CONSIGNE: Recopiez fidèlement le passage de l'extrait sur les aides d'État qui commence aux mots « 30.      Puisque l’article 107, paragraphe 1, TFUE » et s'arrête après « de cette question. ».

EXTRAIT CITÉ:

'''

29.      La Commission fait notamment valoir qu’en examinant l’existence d’un avantage sélectif, le Tribunal a choisi le système de référence erroné. Alors que la Commission s’est basée sur une taxe fondée sur le chiffre d’affaires à taux unique (proportionnel) (dont la valeur est inconnue), le Tribunal se serait basé de manière erronée sur le taux progressif choisi par le législateur polonais.

a)      Avantage sélectif accordé par une loi fiscale générale : sur le critère de contrôle dans le contexte de la création d’un système de référence

30.      Puisque l’article 107, paragraphe 1, TFUE ne comprend nullement le critère du système de référence et que l’examen de ce dernier se révèle à chaque fois plus ardu – nous renvoyons à cet égard aux réserves émises entre-temps par plusieurs avocats généraux (13) –, il y a lieu d’approfondir l’analyse de cette question.

31.      Selon une jurisprudence constante de la Cour, sont considérées comme des aides d’État les interventions qui, sous quelque forme que ce soit, sont susceptibles de favoriser directement ou indirectement des entreprises, ou qui doivent être considérées comme un avantage économique que l’entreprise bénéficiaire n’aurait pas obtenu dans des conditions normales de marché (14).

'''

ENREGISTREMENTS:
'''

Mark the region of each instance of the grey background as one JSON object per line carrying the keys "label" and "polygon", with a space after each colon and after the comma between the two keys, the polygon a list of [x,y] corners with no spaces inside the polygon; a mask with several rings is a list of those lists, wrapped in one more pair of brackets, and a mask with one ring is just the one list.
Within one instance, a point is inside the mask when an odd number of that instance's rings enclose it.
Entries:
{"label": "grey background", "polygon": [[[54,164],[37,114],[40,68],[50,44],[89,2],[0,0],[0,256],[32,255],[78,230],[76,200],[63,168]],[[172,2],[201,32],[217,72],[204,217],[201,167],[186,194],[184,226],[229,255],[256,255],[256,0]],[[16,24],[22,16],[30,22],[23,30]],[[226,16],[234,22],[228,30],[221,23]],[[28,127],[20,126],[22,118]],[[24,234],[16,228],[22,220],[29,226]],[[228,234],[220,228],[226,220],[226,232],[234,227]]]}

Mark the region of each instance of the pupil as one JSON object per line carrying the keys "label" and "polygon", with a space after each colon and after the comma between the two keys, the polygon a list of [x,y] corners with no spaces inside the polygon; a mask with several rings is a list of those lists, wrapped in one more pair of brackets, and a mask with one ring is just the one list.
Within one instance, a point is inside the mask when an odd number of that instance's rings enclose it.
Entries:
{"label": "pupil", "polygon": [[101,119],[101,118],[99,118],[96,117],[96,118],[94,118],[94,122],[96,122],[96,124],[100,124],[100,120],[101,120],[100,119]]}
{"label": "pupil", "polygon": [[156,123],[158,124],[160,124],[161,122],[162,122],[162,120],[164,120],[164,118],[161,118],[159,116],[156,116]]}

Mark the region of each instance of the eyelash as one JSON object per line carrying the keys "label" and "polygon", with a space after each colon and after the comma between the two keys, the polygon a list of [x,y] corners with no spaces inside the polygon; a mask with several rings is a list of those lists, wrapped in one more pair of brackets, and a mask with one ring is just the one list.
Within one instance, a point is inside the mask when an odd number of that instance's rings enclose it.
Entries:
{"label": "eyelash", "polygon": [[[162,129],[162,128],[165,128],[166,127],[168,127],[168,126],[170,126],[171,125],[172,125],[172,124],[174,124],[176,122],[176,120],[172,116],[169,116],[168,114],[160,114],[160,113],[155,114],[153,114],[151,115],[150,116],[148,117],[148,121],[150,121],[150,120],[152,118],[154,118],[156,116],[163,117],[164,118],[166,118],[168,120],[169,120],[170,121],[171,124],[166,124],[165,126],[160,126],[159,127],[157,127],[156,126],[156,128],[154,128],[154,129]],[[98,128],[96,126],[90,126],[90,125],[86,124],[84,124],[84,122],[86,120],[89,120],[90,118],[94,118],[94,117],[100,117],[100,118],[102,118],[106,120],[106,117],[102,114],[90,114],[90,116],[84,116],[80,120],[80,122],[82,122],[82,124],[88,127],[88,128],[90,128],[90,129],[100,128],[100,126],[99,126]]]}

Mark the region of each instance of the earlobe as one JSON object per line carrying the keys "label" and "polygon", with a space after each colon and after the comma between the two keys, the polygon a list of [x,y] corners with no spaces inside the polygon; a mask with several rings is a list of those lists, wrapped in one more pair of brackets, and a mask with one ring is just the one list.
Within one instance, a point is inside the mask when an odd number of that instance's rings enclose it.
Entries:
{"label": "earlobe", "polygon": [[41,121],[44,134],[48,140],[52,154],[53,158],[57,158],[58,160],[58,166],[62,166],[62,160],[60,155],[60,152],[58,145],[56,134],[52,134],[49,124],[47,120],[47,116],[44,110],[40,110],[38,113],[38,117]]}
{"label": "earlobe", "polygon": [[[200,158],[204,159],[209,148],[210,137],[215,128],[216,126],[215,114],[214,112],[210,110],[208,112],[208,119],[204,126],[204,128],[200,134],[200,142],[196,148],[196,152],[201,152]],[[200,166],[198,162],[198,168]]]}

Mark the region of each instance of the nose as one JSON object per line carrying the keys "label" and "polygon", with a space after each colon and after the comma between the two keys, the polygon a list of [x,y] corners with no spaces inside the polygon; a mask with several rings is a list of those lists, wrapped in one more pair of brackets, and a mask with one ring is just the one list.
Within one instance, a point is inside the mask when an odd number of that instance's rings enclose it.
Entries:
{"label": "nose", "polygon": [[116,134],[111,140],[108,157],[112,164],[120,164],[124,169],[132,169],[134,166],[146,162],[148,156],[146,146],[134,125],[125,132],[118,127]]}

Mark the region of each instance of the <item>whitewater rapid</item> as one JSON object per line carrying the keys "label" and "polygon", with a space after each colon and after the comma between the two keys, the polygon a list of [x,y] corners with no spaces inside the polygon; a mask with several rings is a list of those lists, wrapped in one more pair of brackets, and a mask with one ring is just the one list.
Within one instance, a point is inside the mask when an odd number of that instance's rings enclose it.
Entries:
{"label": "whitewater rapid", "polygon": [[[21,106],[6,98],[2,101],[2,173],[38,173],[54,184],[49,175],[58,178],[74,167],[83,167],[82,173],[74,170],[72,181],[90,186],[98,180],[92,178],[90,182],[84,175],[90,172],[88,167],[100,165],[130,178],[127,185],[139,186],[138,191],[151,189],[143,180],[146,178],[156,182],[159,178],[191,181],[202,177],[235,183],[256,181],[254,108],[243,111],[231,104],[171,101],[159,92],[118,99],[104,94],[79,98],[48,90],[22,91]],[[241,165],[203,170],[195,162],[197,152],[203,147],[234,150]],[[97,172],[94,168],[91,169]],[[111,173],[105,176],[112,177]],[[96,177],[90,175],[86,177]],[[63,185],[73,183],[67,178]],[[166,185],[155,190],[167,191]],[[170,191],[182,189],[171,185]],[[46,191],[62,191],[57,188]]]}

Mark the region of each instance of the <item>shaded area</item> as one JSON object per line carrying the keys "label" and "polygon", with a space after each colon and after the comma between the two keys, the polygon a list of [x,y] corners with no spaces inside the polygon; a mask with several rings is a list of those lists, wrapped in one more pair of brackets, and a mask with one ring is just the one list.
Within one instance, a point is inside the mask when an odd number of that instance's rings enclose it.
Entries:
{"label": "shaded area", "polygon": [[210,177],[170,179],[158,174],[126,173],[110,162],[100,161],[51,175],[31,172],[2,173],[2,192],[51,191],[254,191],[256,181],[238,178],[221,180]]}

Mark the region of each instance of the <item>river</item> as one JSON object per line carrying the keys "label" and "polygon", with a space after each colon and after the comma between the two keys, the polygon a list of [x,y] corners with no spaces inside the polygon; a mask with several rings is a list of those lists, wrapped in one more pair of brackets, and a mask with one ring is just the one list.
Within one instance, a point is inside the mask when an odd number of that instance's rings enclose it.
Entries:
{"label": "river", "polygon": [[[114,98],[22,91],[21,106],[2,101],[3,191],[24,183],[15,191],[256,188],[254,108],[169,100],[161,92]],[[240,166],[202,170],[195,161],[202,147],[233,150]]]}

'''

RÉPONSE ATTENDUE:
30.      Puisque l’article 107, paragraphe 1, TFUE ne comprend nullement le critère du système de référence et que l’examen de ce dernier se révèle à chaque fois plus ardu – nous renvoyons à cet égard aux réserves émises entre-temps par plusieurs avocats généraux (13) –, il y a lieu d’approfondir l’analyse de cette question.